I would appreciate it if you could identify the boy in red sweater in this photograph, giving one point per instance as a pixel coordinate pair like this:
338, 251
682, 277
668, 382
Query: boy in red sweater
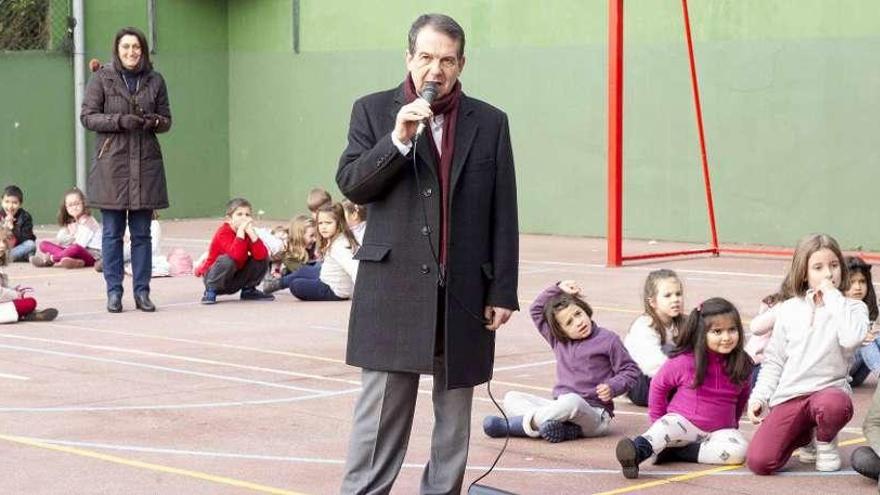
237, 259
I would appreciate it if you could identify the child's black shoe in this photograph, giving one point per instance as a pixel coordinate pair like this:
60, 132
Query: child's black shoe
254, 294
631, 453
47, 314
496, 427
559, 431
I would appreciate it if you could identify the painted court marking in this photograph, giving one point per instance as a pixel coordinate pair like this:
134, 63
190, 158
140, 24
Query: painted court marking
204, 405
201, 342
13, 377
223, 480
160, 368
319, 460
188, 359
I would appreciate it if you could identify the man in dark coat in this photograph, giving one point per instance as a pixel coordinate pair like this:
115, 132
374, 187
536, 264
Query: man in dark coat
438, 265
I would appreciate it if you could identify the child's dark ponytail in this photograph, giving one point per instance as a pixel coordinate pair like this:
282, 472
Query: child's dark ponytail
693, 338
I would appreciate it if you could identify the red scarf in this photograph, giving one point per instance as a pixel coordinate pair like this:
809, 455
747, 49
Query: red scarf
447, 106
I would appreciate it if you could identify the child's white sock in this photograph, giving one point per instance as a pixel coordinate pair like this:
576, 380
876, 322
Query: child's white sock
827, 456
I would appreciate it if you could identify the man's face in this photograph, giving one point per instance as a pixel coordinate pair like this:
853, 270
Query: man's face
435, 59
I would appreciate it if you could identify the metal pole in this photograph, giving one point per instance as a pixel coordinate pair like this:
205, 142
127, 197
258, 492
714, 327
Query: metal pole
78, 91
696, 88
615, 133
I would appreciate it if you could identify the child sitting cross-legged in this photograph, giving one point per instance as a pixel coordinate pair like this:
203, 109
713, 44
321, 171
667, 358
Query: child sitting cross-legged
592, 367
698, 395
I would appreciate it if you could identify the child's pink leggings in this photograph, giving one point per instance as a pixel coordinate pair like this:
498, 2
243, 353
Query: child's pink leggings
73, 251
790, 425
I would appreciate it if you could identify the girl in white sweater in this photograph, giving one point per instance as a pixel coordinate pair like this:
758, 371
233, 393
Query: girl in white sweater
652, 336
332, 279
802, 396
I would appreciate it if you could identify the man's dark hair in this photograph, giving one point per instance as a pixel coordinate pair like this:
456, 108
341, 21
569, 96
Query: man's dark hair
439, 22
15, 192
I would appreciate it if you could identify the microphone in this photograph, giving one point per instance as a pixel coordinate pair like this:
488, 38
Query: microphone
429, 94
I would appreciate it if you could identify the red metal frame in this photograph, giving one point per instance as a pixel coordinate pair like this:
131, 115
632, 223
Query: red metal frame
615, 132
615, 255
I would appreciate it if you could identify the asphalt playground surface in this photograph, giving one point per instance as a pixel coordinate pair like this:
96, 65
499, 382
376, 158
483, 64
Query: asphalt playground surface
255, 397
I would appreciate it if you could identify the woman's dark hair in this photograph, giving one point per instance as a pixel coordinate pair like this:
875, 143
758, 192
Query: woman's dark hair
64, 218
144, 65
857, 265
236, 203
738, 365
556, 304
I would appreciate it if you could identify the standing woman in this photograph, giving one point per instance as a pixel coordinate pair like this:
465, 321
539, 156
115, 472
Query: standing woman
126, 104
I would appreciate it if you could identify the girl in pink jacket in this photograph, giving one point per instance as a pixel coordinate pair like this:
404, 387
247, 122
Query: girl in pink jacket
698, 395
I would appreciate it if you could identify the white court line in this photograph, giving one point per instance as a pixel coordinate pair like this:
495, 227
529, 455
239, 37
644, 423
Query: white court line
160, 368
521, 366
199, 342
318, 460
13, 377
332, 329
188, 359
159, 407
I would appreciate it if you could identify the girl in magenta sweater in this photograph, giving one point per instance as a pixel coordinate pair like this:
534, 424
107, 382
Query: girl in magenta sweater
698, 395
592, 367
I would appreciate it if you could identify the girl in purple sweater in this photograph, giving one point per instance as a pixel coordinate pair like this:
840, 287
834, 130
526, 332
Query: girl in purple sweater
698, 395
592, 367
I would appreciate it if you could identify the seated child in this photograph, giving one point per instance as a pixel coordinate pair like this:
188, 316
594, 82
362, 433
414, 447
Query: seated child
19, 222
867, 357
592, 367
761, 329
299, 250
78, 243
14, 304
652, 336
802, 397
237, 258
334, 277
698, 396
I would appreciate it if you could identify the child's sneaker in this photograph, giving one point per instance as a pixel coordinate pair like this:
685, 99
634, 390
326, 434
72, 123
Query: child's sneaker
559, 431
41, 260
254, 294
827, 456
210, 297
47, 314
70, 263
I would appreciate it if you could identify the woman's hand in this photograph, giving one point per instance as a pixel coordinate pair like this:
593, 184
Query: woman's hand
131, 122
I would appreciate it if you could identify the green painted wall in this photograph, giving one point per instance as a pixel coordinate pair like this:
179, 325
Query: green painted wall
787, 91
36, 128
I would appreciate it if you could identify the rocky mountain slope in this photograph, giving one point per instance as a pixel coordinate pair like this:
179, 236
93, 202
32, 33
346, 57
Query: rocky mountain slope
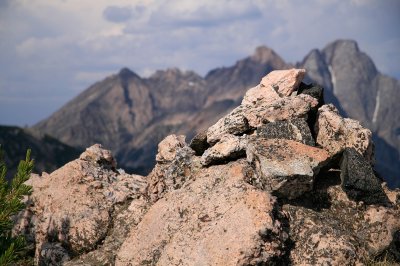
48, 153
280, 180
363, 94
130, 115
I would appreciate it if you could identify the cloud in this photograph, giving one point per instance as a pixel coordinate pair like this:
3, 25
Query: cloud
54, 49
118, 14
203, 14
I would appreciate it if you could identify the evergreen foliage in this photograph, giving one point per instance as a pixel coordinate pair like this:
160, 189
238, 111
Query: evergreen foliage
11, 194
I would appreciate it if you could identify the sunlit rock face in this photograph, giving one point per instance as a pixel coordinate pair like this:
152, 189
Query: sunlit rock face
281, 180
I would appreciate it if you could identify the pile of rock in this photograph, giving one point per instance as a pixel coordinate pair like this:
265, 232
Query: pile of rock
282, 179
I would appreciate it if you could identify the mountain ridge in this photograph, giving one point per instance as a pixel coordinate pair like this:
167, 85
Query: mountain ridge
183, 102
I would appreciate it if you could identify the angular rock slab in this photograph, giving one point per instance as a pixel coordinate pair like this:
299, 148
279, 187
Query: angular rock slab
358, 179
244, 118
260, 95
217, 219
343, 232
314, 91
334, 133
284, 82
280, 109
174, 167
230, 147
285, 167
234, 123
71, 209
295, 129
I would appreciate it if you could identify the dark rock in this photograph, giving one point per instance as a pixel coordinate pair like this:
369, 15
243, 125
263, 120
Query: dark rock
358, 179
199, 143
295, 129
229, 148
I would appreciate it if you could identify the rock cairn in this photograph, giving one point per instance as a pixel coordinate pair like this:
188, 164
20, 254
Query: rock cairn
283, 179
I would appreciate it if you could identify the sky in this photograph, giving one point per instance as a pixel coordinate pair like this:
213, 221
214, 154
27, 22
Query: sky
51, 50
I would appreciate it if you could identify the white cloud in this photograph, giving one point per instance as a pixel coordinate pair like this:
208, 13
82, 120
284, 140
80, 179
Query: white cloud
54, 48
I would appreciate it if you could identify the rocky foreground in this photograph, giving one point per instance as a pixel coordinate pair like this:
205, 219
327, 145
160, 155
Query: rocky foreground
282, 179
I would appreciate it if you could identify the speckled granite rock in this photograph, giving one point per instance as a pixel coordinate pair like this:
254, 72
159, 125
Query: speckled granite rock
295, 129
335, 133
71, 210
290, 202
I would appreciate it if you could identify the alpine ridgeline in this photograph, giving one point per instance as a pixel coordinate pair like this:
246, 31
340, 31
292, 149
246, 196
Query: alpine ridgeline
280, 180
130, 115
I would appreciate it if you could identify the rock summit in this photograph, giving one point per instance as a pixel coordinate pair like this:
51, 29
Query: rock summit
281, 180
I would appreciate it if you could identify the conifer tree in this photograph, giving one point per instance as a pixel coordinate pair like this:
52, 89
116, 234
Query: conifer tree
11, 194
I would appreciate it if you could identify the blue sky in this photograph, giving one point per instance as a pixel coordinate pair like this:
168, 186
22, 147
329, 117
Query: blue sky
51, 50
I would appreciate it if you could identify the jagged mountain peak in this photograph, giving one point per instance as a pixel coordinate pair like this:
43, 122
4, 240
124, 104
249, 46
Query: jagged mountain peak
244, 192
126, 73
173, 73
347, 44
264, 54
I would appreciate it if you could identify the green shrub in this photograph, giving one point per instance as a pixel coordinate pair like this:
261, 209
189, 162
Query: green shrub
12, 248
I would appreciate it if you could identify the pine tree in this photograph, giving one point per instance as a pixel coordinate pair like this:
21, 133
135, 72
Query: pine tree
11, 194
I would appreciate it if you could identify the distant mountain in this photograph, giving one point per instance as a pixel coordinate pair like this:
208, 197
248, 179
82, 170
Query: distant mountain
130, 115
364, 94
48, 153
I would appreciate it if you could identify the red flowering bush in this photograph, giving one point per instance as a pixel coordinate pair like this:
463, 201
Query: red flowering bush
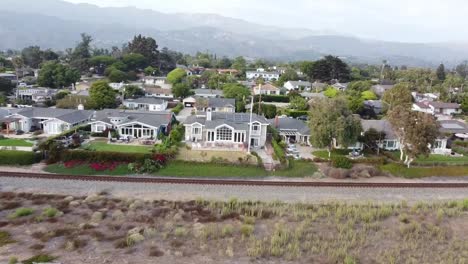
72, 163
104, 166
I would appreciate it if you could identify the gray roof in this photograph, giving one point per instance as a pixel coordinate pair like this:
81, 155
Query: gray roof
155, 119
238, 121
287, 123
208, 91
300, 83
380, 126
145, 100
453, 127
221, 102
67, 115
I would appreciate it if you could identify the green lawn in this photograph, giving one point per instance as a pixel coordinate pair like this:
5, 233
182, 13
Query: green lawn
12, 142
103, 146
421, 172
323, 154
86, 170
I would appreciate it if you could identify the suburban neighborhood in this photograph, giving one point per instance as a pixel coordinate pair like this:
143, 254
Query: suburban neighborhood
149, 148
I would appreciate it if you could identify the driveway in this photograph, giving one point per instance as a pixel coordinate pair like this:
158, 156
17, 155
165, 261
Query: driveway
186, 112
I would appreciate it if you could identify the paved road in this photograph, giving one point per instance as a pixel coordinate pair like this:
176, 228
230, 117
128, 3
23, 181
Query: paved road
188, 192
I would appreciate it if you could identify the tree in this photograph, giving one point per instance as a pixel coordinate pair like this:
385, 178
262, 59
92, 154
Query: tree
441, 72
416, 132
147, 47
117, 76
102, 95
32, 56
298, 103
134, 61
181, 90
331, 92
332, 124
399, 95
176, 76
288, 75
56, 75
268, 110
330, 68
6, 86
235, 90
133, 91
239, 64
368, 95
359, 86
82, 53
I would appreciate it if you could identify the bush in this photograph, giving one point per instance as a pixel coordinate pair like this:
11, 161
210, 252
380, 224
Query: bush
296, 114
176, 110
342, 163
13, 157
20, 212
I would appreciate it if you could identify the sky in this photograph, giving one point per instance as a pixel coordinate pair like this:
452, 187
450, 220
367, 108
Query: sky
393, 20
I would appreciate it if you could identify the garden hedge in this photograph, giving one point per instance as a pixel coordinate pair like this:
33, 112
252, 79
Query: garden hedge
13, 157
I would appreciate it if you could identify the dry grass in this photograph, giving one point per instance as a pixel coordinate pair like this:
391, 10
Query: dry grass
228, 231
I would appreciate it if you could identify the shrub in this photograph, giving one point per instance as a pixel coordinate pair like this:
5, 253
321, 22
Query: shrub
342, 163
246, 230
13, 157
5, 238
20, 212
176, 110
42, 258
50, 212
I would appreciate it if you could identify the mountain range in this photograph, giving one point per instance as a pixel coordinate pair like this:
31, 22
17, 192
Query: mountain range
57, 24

* * *

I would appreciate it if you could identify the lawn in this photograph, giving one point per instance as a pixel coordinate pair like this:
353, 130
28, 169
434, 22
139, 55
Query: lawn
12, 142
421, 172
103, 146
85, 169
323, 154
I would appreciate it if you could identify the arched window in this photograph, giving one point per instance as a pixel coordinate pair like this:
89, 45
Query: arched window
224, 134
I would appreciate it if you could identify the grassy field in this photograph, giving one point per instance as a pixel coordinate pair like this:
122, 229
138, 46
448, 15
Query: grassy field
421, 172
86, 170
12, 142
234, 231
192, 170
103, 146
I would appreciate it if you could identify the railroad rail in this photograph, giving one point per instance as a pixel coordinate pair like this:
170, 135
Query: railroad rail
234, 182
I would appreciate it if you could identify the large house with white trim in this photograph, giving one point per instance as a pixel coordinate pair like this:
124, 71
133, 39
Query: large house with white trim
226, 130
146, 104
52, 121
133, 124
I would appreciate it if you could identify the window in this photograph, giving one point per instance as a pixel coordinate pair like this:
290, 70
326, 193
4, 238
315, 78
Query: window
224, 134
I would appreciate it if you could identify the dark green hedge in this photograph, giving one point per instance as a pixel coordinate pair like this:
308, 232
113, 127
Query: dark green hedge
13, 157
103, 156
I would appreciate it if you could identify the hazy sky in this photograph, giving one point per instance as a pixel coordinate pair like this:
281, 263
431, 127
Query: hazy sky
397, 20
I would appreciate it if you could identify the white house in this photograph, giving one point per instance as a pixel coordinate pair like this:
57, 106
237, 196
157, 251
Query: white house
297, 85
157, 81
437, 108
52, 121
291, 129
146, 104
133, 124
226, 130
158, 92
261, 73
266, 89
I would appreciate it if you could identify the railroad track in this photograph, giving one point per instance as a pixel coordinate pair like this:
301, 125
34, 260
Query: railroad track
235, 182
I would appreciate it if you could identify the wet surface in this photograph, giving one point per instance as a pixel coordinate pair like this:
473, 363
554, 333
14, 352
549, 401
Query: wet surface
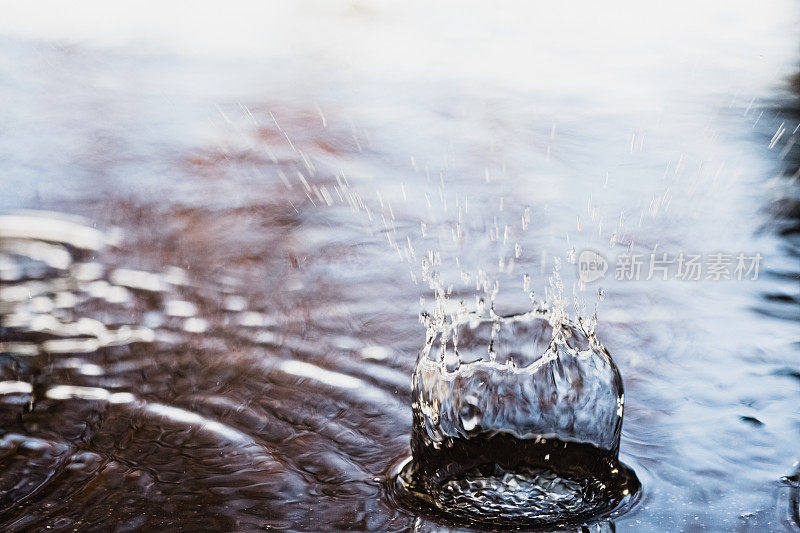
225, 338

* **Stated goal**
Which lines in the items above contain the word "standing"? Pull out each one in full.

* **Written solution**
I would appreciate it if you could identify the standing woman in this photograph, giving one point per instance as a pixel coordinate pair like this:
Query: standing woman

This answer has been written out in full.